● **REQUIRED TASK**
Using the entries below, output exactly the line containing "Reviewer note: every instance of the building window" and all lines that follow it to the end.

● **DATA TO PROCESS**
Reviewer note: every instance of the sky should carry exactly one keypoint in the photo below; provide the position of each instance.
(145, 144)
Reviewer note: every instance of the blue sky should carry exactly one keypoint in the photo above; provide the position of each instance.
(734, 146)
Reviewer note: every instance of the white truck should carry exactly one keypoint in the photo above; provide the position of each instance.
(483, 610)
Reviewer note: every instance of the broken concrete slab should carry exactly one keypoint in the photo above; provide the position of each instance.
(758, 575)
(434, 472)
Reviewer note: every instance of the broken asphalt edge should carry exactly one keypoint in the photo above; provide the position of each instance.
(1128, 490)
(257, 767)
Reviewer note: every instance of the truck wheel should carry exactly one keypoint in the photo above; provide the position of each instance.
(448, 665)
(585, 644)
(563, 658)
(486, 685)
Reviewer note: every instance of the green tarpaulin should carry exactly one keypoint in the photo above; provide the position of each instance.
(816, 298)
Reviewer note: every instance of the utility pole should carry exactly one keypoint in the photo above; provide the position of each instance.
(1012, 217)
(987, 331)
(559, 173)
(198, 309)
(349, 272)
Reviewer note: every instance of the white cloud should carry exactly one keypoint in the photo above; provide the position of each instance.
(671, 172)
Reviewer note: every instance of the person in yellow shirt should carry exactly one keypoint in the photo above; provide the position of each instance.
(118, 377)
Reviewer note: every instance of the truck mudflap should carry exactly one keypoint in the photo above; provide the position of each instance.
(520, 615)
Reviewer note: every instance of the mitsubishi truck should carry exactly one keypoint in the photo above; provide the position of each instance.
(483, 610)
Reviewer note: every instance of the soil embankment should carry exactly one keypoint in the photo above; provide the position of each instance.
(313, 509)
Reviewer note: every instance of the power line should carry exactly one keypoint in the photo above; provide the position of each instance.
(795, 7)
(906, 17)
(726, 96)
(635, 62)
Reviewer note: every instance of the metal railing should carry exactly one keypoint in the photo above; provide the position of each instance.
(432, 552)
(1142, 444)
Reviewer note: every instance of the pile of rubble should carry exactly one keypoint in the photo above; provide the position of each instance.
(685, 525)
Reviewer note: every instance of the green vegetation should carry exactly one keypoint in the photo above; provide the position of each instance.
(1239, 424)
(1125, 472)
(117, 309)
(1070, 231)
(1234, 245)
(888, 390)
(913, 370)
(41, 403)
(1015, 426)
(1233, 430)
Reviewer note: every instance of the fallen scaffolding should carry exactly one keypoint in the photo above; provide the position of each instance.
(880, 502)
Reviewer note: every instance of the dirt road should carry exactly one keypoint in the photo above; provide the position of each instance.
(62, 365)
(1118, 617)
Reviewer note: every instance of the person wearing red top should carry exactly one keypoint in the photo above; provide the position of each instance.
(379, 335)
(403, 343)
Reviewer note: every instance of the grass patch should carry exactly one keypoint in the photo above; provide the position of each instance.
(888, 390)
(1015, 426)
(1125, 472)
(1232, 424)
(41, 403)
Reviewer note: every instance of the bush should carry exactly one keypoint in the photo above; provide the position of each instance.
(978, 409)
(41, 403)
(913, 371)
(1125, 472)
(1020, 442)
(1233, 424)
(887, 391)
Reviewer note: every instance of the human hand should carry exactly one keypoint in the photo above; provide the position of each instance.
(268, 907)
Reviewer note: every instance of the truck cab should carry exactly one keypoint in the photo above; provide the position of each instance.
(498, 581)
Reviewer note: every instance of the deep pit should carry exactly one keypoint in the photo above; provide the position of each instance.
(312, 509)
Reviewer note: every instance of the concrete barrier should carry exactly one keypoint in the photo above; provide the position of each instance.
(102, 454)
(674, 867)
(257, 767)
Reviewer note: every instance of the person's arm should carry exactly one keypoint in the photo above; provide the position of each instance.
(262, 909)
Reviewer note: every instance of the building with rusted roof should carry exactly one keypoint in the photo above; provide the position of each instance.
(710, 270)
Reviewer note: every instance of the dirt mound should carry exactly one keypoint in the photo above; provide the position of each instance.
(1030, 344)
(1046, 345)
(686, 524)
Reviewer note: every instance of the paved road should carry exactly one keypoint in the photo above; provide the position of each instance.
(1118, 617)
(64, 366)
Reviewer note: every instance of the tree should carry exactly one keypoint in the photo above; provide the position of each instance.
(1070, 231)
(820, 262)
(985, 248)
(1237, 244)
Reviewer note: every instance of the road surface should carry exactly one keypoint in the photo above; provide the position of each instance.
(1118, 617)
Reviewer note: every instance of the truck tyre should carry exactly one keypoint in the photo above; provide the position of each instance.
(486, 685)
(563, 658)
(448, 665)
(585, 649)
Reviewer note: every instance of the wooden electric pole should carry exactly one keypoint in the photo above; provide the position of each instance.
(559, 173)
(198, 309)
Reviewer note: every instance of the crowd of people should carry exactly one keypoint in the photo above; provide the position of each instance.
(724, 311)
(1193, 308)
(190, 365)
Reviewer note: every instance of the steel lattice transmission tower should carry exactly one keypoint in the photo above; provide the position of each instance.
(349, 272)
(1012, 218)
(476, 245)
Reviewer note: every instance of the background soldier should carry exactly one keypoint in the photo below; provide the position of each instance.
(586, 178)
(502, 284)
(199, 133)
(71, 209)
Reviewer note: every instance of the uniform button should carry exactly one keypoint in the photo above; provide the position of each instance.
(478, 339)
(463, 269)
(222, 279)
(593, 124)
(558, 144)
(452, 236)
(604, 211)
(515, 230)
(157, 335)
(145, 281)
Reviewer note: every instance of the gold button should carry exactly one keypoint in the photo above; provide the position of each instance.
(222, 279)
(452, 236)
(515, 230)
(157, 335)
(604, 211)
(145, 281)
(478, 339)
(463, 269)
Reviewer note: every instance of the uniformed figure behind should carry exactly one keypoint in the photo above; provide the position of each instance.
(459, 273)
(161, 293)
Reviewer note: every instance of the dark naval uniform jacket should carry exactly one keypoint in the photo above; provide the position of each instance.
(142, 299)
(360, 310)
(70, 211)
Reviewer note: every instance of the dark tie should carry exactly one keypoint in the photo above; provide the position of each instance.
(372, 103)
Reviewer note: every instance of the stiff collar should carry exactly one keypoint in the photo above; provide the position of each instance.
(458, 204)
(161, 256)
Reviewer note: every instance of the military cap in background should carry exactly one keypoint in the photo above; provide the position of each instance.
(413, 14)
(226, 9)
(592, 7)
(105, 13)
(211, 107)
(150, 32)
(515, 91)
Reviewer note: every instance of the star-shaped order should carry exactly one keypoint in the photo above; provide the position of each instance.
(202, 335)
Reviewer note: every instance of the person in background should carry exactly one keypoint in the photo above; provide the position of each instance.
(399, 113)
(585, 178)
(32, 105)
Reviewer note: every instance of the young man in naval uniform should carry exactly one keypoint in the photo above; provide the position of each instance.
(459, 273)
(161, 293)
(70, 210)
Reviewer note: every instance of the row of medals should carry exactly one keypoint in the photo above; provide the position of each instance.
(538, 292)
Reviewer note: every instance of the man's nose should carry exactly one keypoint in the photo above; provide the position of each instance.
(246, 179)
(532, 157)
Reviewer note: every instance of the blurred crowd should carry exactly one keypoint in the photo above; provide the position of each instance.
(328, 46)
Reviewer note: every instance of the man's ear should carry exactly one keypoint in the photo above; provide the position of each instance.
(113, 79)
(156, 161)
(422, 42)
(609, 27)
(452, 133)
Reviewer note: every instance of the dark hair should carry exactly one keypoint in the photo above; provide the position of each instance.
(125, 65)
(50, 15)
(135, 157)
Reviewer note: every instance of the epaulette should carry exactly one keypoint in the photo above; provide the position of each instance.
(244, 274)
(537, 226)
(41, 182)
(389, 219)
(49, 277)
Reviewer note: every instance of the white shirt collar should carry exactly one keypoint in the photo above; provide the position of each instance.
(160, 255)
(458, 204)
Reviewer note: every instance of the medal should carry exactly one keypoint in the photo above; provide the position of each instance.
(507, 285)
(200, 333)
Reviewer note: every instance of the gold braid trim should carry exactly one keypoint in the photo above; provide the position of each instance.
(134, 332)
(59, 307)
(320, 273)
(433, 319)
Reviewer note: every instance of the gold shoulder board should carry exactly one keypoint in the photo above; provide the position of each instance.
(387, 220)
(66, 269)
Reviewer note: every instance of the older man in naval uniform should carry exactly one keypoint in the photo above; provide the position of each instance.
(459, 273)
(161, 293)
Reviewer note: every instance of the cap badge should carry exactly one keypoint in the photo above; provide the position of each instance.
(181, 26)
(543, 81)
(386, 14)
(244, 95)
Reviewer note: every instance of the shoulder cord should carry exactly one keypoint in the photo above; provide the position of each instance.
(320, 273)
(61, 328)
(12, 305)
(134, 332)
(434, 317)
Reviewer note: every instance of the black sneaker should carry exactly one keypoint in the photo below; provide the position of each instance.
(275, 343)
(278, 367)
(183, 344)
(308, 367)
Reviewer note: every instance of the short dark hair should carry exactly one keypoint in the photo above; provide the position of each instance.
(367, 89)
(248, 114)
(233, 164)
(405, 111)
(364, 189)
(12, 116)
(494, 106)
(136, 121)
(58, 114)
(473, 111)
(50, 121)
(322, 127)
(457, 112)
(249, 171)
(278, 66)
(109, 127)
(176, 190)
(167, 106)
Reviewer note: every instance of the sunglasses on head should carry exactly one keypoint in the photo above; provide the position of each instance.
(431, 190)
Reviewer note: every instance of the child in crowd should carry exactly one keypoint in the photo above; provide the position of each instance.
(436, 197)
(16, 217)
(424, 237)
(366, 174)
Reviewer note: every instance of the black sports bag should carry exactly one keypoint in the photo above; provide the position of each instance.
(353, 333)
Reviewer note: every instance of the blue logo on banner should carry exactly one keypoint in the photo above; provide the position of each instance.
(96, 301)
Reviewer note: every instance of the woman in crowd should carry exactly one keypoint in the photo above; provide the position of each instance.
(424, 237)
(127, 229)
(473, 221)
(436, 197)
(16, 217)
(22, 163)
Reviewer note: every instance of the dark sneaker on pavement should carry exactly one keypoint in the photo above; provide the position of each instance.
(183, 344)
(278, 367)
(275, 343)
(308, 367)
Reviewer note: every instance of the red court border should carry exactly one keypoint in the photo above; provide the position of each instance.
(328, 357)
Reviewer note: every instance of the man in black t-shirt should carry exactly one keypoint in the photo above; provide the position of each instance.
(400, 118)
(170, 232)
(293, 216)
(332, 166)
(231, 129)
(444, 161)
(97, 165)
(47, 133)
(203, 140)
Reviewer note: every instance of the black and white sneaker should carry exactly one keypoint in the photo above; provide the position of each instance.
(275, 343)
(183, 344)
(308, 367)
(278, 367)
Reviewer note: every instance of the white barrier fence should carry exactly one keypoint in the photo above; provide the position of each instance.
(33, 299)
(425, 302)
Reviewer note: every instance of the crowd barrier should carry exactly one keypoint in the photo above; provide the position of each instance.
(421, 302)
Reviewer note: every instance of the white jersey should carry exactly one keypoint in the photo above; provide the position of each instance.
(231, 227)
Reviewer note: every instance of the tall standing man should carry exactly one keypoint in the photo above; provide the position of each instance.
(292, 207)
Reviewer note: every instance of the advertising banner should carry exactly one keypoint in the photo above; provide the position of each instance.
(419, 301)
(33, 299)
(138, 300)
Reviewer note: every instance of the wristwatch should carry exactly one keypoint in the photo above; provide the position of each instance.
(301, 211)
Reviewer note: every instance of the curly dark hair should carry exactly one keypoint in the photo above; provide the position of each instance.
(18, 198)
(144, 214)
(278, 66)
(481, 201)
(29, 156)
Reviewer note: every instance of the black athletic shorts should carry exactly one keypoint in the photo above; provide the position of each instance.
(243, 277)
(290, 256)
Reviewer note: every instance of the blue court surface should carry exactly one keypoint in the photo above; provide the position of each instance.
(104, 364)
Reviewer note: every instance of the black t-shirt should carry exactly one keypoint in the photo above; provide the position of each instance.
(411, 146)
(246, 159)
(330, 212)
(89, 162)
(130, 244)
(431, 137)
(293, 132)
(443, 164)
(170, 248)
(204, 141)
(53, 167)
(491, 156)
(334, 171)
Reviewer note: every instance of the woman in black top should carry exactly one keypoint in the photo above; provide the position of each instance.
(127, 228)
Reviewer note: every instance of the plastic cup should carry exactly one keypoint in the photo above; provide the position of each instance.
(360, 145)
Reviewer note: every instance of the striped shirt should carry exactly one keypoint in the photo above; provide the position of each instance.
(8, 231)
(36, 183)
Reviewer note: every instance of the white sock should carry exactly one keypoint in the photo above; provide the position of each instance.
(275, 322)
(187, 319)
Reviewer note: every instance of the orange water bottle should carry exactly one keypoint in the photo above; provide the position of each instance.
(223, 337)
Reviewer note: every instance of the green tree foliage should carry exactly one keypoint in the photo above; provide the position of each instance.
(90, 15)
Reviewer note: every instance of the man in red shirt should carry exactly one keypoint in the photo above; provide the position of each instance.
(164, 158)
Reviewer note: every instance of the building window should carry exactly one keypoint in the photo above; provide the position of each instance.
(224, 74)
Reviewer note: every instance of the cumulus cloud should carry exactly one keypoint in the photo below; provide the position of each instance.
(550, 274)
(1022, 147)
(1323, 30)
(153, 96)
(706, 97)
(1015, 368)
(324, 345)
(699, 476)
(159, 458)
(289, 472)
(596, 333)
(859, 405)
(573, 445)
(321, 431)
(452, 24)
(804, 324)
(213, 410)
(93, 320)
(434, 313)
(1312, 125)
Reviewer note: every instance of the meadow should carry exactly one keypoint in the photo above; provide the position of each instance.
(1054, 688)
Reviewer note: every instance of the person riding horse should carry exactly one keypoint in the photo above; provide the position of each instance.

● **THE REPLY**
Reviewer note: every instance of the building window should carry exactly one keypoint in the photo above; provide the position of each instance.
(224, 74)
Reviewer note: every instance of the cumulus cloud should carry exactly one keypoint in the photo below; provide the position of each instance.
(550, 274)
(1022, 147)
(1323, 30)
(153, 96)
(706, 97)
(1015, 368)
(324, 345)
(699, 476)
(159, 458)
(289, 472)
(596, 333)
(859, 405)
(573, 445)
(321, 431)
(452, 24)
(804, 324)
(213, 410)
(93, 320)
(434, 313)
(1312, 125)
Reviewer note: every instance of the meadow should carry exactly one keypoint in the photo above; provide the position of each instance.
(1054, 688)
Reviewer note: every instance of the person riding horse should carry exactly one keypoint in the photo above; provide the position of each instance.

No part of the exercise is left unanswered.